**PROBLEM TO WORK ON:**
According to the passage below, by how much did CSDof improve on BYT in the tester's benchmark runs?

**PASSAGE:**

--- start ---

I was surprised to see flag_subreg remain unchanged here, but then I
re-read how allv works, and it does f0.0 & f1.0, or f0.1 & f1.1.  So,
we can leave it as 0 or 1 and it'll implicitly use 2 or 3 as well.

Series is:
Reviewed-by: Kenneth Graunke <kenneth@whitecape.org>

> +      } else {
> +         inst->flag_subreg = 2;
> +         inst->predicate = BRW_PREDICATE_NORMAL;
> +         ubld.MOV(retype(brw_flag_subreg(inst->flag_subreg), sample_mask.type),
> +                  sample_mask);
> +      }
> +   }
> +
>     /* Update the original instruction. */
>     inst->opcode = op;
>     inst->mlen = header_sz + (addr_sz + src_sz) * inst->exec_size / 8;
>
Hi,

On 27.02.2018 23:38, Francisco Jerez wrote:
> The main motivation is to enable HDC surface opcodes on ICL which no
> longer allows the sample mask to be provided in a message header, but
> this is enabled all the way back to IVB when possible because it
> decreases the instruction count of some shaders using HDC messages
> significantly, e.g. one of the SynMark2 CSDof compute shaders
> decreases instruction count by about 40% due to the removal of header
> setup boilerplate which in turn makes a number of send message
> payloads more easily CSE-able.  Shader-db results on SKL:
> 
>   total instructions in shared programs: 15325319 -> 15314384 (-0.07%)
>   instructions in affected programs: 311532 -> 300597 (-3.51%)
>   helped: 491
>   HURT: 1
> 
> Shader-db results on BDW where the optimization needs to be disabled
> in some cases due to hardware restrictions:
> 
>   total instructions in shared programs: 15604794 -> 15598028 (-0.04%)
>   instructions in affected programs: 220863 -> 214097 (-3.06%)
>   helped: 351
>   HURT: 0
> 
> The FPS of SynMark2 CSDof improves by 5.09% ±0.36% (n=10) on my SKL
> laptop with this change.

I tested the series with our full benchmark set, on BYT, HSW GT2, BXT 
and SKL GT2.

CSDof improved by:
* 9% on BYT
* 7-8% on BXT J4205, and on SKL GT2 desktop

(Variance on HSW was too large in this test, to conclude anything.)

Changes in all the other tests were within daily variance.


Tested-By: Eero Tamminen <eero.t.tamminen@intel.com>


	- Eero
> ---
>   src/intel/compiler/brw_fs.cpp | 42 +++++++++++++++++++++++++++++++++++++++++-
>   1 file changed, 41 insertions(+), 1 deletion(-)

--- end ---

**LISTING:**
--- start ---

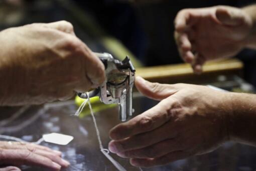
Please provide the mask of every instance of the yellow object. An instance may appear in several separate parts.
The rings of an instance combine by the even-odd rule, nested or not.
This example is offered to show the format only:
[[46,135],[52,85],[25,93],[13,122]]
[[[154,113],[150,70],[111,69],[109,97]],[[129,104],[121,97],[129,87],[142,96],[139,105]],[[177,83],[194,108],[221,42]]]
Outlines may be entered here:
[[[83,102],[85,100],[78,96],[76,96],[75,99],[75,103],[78,106],[80,106]],[[105,110],[108,108],[114,108],[117,104],[105,104],[100,102],[100,100],[98,96],[90,98],[90,102],[92,106],[92,111],[94,113]],[[81,112],[79,117],[83,118],[90,114],[90,109],[88,106],[86,106],[83,110]]]

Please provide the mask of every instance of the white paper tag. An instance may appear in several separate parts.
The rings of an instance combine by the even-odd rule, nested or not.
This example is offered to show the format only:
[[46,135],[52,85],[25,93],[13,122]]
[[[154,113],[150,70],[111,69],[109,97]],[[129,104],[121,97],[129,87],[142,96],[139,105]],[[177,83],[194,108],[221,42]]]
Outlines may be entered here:
[[46,142],[63,146],[67,145],[74,139],[74,137],[72,136],[58,133],[45,134],[43,136],[43,138]]

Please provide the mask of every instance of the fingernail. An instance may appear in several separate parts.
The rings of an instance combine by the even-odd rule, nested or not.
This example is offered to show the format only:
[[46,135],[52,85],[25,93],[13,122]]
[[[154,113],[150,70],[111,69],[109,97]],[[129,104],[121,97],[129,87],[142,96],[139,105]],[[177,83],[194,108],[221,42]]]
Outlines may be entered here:
[[62,152],[61,152],[60,151],[57,151],[57,150],[54,150],[53,151],[58,155],[61,156],[61,154],[62,154]]
[[116,154],[116,155],[122,158],[127,158],[124,152],[118,152]]
[[114,144],[113,142],[110,142],[108,144],[108,150],[112,153],[117,154],[118,152],[116,145]]
[[63,158],[61,158],[61,162],[66,167],[67,167],[69,165],[70,165],[70,163],[69,162],[68,162],[68,161],[67,161],[67,160],[66,160],[63,159]]
[[139,80],[139,81],[141,81],[141,82],[145,80],[143,79],[143,78],[140,76],[136,76],[136,80]]
[[52,166],[53,168],[54,168],[58,170],[60,170],[60,168],[61,168],[61,166],[60,165],[59,165],[53,162],[52,162]]
[[138,167],[140,166],[138,162],[135,160],[130,160],[130,164],[132,164],[133,166],[136,166],[136,167]]

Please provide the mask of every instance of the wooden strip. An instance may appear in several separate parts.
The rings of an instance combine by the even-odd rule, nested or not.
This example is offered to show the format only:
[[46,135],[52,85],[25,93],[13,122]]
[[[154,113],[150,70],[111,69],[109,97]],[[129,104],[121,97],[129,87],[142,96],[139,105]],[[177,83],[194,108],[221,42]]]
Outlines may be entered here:
[[[202,74],[214,72],[241,70],[242,63],[236,59],[210,62],[203,67]],[[136,75],[146,80],[195,75],[188,64],[178,64],[138,68]]]

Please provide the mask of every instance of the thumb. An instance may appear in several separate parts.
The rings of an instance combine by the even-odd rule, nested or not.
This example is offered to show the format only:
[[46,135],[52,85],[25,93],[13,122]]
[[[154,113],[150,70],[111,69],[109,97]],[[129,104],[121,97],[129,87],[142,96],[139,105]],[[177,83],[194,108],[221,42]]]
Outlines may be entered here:
[[0,168],[0,171],[21,171],[21,170],[18,168],[10,166],[5,168]]
[[242,12],[232,7],[219,7],[216,9],[216,16],[224,25],[237,26],[244,21]]
[[55,29],[59,31],[75,36],[73,25],[70,22],[65,20],[61,20],[50,23],[34,23],[31,25],[36,25],[44,26],[47,28]]
[[141,76],[137,76],[135,85],[143,95],[157,100],[161,100],[179,90],[177,86],[172,84],[151,82]]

--- end ---

**SOLUTION TO THIS TASK:**
9%